Reproduce every line of the records below, character for character, with nothing altered, added, or left out.

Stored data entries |
=-=-=
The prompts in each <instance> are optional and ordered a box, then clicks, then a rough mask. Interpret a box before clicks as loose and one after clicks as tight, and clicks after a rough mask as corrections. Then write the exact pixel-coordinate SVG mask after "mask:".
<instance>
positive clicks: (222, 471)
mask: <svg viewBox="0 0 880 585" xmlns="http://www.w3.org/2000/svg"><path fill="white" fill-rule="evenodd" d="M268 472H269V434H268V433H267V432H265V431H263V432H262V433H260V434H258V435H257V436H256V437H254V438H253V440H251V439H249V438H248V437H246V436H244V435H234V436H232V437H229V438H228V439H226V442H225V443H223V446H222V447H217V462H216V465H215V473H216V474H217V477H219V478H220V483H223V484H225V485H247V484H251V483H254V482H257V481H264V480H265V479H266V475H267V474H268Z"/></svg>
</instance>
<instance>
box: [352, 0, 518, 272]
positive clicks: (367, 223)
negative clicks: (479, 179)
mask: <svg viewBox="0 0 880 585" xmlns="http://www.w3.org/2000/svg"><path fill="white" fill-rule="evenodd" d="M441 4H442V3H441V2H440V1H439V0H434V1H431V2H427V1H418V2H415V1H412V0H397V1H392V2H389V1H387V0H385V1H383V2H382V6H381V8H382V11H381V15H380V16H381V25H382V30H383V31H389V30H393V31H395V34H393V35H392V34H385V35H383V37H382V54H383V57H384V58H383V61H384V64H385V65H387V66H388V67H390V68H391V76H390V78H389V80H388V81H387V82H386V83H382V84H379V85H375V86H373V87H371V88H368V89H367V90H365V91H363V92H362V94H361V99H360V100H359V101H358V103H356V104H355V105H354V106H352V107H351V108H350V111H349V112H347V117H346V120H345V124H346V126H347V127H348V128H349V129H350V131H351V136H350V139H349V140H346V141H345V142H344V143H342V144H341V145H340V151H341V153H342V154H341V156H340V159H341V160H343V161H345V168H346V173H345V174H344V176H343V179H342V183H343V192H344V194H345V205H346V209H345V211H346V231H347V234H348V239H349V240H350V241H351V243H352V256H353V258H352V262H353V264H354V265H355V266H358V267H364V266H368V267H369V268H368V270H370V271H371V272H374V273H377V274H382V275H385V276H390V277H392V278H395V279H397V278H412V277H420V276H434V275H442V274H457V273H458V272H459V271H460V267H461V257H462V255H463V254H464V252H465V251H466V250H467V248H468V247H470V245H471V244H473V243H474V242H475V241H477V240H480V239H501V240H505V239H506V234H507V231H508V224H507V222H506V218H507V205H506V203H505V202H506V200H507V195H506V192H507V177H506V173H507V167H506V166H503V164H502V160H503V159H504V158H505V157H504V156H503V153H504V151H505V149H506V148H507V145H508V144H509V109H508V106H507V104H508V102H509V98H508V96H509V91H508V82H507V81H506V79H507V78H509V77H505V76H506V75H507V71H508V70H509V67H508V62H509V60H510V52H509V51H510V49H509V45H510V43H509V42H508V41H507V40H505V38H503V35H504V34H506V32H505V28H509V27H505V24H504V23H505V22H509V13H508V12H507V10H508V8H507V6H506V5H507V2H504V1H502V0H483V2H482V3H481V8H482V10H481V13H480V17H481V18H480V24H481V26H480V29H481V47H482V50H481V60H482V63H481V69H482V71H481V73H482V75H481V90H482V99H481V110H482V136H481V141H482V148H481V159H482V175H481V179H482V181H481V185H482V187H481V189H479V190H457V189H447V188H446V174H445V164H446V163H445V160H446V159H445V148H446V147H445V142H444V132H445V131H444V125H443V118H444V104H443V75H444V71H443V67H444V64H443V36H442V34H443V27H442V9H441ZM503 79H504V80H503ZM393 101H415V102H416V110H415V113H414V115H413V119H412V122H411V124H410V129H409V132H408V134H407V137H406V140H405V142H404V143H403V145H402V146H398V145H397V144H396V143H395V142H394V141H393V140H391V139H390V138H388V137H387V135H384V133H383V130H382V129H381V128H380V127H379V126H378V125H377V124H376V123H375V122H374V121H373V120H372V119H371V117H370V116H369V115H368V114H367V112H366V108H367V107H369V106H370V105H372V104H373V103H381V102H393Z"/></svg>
=-=-=
Task response |
The prompts in each <instance> are optional and ordered a box, then clicks, then a rough mask. Interpret a box before clicks as loose and one after clicks as tight, and clicks after a rough mask as corrections. Then write the exact pixel-coordinate SVG mask after "mask:".
<instance>
positive clicks: (222, 471)
mask: <svg viewBox="0 0 880 585" xmlns="http://www.w3.org/2000/svg"><path fill="white" fill-rule="evenodd" d="M268 472H269V434H268V433H267V432H265V431H263V432H262V433H260V434H258V435H257V436H256V437H254V438H253V440H251V439H249V438H248V437H246V436H244V435H234V436H232V437H229V438H228V439H226V442H225V443H223V446H222V447H217V462H216V465H215V473H216V474H217V477H219V478H220V483H223V484H225V485H247V484H251V483H254V482H257V481H264V480H265V479H266V475H267V474H268Z"/></svg>
</instance>
<instance>
box: [352, 0, 518, 272]
positive clicks: (367, 223)
negative clicks: (479, 179)
mask: <svg viewBox="0 0 880 585" xmlns="http://www.w3.org/2000/svg"><path fill="white" fill-rule="evenodd" d="M441 4H442V3H441V2H440V1H439V0H434V1H431V2H427V1H418V2H415V1H412V0H397V1H392V2H389V1H387V0H385V1H383V2H382V6H381V8H382V11H381V15H380V16H381V25H382V30H383V31H389V30H393V31H395V34H393V35H392V34H385V35H383V37H382V54H383V57H384V58H383V61H384V64H385V65H387V66H388V67H390V68H391V76H390V78H389V80H388V81H387V82H386V83H382V84H379V85H375V86H373V87H371V88H368V89H367V90H365V91H363V92H362V94H361V99H360V100H359V101H358V103H356V104H355V105H354V106H352V107H351V108H350V111H349V112H347V117H346V120H345V124H346V126H347V127H348V128H349V129H350V131H351V136H350V139H349V140H346V141H345V142H344V143H342V144H341V145H340V151H341V153H342V154H341V156H340V159H341V160H343V161H345V168H346V173H345V174H344V176H343V179H342V183H343V192H344V194H345V205H346V209H345V211H346V231H347V234H348V239H349V240H350V241H351V243H352V256H353V258H352V262H353V264H354V265H355V266H358V267H364V266H368V267H369V268H368V270H370V271H371V272H374V273H377V274H382V275H385V276H390V277H392V278H395V279H397V278H412V277H420V276H434V275H442V274H457V273H458V272H459V271H460V267H461V257H462V255H463V254H464V252H465V251H466V250H467V248H468V247H470V245H471V244H473V243H474V242H475V241H477V240H480V239H501V240H505V239H506V234H507V231H508V224H507V222H506V218H507V205H506V203H505V202H506V200H507V195H506V192H507V177H506V173H507V167H506V166H503V164H502V160H503V159H504V158H505V157H504V156H503V153H504V151H505V149H506V148H507V145H508V144H509V109H508V106H507V104H508V102H509V98H508V96H509V91H508V82H507V81H506V79H507V78H509V77H505V76H506V75H507V71H508V70H509V67H508V62H509V60H510V52H509V51H510V49H509V45H510V43H509V42H508V41H507V40H505V38H503V35H504V34H506V32H505V28H509V27H505V24H504V23H505V22H509V13H508V12H507V10H508V8H507V6H506V5H507V2H504V1H502V0H483V2H482V3H481V8H482V10H481V13H480V17H481V18H480V24H481V26H480V29H481V47H482V50H481V60H482V63H481V69H482V71H481V73H482V75H481V90H482V99H481V110H482V136H481V141H482V148H481V159H482V175H481V179H482V181H481V185H482V187H481V189H479V190H457V189H447V188H446V174H445V164H446V163H445V160H446V159H445V148H446V147H445V142H444V132H445V131H444V125H443V118H444V104H443V75H444V71H443V67H444V64H443V36H442V34H443V27H442V9H441ZM503 79H504V80H503ZM393 101H415V102H416V110H415V113H414V115H413V119H412V122H411V124H410V129H409V132H408V134H407V137H406V140H405V142H404V143H403V145H402V146H398V145H397V144H396V143H395V142H394V141H393V140H391V139H390V138H388V137H387V135H384V133H383V130H382V129H381V128H380V127H379V126H378V125H377V124H376V123H375V122H374V121H373V120H372V119H371V117H370V116H369V115H368V114H367V112H366V108H367V107H369V106H370V105H372V104H373V103H381V102H393Z"/></svg>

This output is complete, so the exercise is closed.